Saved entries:

════════════════

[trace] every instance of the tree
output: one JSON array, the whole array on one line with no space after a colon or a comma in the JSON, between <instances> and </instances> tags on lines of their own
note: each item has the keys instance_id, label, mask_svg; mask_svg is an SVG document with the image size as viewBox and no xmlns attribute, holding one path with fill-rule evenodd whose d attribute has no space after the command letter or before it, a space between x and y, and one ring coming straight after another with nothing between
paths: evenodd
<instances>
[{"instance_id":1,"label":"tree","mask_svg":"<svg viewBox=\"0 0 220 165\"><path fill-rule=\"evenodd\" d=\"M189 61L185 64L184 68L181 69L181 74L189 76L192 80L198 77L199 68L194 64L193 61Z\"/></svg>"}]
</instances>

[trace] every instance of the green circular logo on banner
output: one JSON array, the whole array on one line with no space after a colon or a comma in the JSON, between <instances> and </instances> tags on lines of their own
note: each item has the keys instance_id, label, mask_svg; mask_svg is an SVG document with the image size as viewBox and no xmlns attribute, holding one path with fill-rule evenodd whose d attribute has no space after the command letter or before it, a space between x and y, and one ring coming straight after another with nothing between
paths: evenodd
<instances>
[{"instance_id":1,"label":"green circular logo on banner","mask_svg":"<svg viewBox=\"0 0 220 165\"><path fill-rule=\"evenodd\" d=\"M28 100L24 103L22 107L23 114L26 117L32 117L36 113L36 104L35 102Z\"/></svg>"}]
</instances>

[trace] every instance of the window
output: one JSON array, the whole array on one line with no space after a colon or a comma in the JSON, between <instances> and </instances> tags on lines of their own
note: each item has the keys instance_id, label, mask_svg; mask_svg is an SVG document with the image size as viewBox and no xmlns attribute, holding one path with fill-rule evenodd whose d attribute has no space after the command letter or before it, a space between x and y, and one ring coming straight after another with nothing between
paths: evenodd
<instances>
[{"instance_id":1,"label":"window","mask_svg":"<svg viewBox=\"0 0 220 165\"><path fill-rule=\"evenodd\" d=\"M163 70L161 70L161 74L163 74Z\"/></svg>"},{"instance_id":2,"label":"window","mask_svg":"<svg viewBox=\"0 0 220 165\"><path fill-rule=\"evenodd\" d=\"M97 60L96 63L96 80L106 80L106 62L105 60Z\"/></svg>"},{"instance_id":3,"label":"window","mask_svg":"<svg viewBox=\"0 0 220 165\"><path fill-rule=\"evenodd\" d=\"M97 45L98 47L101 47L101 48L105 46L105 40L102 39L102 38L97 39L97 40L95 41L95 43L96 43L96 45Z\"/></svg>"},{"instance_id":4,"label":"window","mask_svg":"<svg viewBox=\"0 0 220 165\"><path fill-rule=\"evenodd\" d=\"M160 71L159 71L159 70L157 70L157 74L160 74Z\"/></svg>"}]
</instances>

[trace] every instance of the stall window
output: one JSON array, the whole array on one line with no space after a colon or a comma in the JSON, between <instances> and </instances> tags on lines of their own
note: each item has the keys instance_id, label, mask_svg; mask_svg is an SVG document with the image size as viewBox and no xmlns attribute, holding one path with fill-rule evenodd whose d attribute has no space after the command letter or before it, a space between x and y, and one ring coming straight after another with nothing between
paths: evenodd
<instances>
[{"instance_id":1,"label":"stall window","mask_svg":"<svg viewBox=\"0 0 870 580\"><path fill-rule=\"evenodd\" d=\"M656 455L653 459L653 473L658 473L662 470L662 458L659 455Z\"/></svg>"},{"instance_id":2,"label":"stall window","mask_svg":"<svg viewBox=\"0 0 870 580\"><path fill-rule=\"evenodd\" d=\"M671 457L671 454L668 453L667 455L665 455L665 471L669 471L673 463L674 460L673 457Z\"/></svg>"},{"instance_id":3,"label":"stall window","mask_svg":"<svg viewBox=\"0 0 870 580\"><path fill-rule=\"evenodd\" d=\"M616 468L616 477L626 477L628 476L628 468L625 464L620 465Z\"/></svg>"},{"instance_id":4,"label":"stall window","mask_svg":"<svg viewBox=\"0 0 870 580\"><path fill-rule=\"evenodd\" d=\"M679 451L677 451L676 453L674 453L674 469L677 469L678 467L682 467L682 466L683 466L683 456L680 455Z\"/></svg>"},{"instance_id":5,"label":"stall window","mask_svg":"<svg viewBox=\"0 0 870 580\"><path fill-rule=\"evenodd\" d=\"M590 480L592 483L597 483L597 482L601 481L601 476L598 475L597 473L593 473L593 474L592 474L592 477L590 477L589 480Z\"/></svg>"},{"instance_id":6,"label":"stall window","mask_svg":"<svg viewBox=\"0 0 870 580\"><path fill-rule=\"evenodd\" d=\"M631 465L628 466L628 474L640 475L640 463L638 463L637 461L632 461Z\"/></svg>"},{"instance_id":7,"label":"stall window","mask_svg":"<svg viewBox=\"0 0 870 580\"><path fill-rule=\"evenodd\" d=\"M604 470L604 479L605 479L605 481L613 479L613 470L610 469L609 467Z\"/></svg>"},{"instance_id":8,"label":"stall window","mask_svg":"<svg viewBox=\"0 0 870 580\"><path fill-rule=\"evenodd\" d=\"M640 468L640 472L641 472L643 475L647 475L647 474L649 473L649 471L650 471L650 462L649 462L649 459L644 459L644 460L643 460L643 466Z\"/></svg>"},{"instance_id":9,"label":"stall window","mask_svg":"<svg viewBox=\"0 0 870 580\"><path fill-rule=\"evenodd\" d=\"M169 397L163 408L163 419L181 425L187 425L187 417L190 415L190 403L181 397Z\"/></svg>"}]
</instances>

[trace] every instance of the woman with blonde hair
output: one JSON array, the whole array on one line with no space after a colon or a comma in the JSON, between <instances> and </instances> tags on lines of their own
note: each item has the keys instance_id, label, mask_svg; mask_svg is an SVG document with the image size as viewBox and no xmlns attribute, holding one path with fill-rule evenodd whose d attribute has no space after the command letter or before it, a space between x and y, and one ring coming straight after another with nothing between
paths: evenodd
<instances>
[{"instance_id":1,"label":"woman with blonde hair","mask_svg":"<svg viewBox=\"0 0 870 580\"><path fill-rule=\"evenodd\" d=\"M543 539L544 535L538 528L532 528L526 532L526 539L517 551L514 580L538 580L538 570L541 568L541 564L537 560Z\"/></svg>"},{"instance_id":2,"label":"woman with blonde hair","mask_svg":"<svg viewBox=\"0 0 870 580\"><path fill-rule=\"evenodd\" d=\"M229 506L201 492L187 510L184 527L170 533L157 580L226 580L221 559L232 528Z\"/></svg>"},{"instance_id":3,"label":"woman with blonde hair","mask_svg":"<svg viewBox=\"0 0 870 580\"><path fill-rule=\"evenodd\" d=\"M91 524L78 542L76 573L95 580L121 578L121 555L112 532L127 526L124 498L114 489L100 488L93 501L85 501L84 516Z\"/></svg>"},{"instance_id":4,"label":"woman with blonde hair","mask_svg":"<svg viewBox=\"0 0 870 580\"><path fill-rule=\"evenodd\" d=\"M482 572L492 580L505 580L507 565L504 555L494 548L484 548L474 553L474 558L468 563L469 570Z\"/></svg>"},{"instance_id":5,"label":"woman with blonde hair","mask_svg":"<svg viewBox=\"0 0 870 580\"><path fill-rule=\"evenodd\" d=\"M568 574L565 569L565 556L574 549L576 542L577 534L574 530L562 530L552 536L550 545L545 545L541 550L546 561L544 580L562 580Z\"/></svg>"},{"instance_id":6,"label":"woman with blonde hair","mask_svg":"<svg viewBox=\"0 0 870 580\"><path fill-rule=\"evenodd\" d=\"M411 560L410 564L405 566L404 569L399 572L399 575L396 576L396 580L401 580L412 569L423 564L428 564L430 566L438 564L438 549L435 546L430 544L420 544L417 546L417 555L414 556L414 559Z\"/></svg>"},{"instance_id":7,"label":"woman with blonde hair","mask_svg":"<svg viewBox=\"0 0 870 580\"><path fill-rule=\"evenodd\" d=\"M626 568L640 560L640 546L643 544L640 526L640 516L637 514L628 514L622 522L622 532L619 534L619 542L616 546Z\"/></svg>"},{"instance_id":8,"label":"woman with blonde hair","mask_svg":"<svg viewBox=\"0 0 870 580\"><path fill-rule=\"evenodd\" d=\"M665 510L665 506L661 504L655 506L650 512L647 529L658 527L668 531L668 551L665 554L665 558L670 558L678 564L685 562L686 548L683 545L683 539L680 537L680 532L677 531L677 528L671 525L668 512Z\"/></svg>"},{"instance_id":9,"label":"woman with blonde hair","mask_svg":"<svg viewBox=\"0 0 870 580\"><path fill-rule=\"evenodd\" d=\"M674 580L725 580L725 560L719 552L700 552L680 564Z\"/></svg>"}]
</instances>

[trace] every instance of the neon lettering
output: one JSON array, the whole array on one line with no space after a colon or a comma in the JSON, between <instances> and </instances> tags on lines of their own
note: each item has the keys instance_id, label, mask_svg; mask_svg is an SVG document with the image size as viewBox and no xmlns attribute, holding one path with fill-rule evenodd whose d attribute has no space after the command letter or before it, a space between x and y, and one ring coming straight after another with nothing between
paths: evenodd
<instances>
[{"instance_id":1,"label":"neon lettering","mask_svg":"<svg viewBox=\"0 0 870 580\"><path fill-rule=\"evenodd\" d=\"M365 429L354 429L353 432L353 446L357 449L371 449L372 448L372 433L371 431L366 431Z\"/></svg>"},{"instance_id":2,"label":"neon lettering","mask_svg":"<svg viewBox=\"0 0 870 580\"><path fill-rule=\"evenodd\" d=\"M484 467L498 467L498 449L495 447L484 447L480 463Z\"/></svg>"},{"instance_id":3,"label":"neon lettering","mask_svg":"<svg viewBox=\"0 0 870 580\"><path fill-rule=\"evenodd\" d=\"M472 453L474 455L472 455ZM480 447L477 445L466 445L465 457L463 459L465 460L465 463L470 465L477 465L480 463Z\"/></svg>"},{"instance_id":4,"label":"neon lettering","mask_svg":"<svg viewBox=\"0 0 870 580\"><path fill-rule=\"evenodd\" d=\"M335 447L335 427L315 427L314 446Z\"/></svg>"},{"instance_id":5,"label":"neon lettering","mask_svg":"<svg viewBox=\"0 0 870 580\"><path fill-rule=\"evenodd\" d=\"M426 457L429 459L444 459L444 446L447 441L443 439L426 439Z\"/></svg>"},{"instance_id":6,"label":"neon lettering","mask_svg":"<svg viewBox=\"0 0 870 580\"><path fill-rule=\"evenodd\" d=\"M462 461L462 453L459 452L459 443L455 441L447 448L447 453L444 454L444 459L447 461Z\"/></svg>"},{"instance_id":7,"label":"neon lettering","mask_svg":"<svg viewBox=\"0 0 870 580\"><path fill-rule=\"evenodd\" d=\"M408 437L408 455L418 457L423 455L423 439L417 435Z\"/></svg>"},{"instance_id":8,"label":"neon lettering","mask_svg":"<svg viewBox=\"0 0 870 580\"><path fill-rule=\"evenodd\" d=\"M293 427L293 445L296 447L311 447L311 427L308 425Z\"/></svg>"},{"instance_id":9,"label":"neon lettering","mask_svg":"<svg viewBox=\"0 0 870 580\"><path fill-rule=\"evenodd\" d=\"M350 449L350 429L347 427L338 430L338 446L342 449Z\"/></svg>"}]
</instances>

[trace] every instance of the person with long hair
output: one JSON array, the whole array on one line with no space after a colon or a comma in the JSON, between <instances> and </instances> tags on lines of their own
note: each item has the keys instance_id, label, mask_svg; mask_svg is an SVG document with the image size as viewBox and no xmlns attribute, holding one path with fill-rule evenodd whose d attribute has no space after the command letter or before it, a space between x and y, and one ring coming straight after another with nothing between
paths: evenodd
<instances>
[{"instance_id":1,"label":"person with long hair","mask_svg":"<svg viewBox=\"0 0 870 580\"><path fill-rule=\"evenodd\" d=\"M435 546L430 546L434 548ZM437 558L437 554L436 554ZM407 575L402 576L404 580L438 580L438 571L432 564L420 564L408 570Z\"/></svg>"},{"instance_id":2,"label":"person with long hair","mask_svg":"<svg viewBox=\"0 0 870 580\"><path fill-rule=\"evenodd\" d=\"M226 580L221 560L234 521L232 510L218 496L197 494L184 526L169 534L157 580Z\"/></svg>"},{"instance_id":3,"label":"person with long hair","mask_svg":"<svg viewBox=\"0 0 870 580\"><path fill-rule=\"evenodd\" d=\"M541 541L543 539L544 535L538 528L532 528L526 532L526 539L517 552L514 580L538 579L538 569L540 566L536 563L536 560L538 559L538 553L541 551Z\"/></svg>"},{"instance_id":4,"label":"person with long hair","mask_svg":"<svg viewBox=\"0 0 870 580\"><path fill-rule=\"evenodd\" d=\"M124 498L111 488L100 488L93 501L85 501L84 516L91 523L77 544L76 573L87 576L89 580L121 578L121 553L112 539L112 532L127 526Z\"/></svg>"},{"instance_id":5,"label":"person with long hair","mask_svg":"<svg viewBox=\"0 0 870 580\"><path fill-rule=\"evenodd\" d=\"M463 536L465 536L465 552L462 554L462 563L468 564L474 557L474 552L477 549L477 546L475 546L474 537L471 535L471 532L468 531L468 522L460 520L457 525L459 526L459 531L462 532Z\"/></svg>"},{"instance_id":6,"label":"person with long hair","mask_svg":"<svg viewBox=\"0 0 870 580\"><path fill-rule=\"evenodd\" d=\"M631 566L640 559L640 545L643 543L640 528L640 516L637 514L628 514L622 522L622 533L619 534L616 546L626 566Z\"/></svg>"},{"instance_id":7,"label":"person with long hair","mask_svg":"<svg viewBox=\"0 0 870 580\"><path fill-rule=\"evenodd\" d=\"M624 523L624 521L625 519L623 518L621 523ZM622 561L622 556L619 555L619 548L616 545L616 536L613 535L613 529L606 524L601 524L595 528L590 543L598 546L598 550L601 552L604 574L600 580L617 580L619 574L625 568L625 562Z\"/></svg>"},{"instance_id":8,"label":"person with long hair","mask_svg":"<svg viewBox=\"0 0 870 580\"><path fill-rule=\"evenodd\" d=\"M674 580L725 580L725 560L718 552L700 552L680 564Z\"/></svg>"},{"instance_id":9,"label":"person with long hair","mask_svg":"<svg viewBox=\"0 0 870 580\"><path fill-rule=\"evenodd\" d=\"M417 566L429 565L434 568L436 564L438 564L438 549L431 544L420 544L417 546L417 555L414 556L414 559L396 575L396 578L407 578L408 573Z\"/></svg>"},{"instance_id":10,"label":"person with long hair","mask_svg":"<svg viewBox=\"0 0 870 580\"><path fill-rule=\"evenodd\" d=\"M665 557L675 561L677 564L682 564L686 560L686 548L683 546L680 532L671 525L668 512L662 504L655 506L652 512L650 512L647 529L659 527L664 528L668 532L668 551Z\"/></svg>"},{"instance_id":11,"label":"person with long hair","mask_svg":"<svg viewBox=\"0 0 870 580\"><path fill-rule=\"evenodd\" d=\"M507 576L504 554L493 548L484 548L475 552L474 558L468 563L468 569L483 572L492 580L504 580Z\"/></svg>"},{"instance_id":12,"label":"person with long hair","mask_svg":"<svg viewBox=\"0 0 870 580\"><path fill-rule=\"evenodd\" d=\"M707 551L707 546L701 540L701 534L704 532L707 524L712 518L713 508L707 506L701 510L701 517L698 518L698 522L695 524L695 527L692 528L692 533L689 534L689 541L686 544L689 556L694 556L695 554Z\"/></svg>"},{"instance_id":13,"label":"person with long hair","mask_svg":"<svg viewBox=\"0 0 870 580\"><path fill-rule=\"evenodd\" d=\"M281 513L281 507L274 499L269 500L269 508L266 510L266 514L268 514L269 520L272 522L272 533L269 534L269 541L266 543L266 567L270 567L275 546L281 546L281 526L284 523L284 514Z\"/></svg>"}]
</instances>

════════════════

Assigned task
Where a line of the data includes the string "every", list that line.

Result for this task
[trace] every instance of the tree
[trace] every instance of the green circular logo on banner
[trace] every instance of the window
[trace] every instance of the stall window
[trace] every instance of the woman with blonde hair
[trace] every instance of the neon lettering
[trace] every instance of the person with long hair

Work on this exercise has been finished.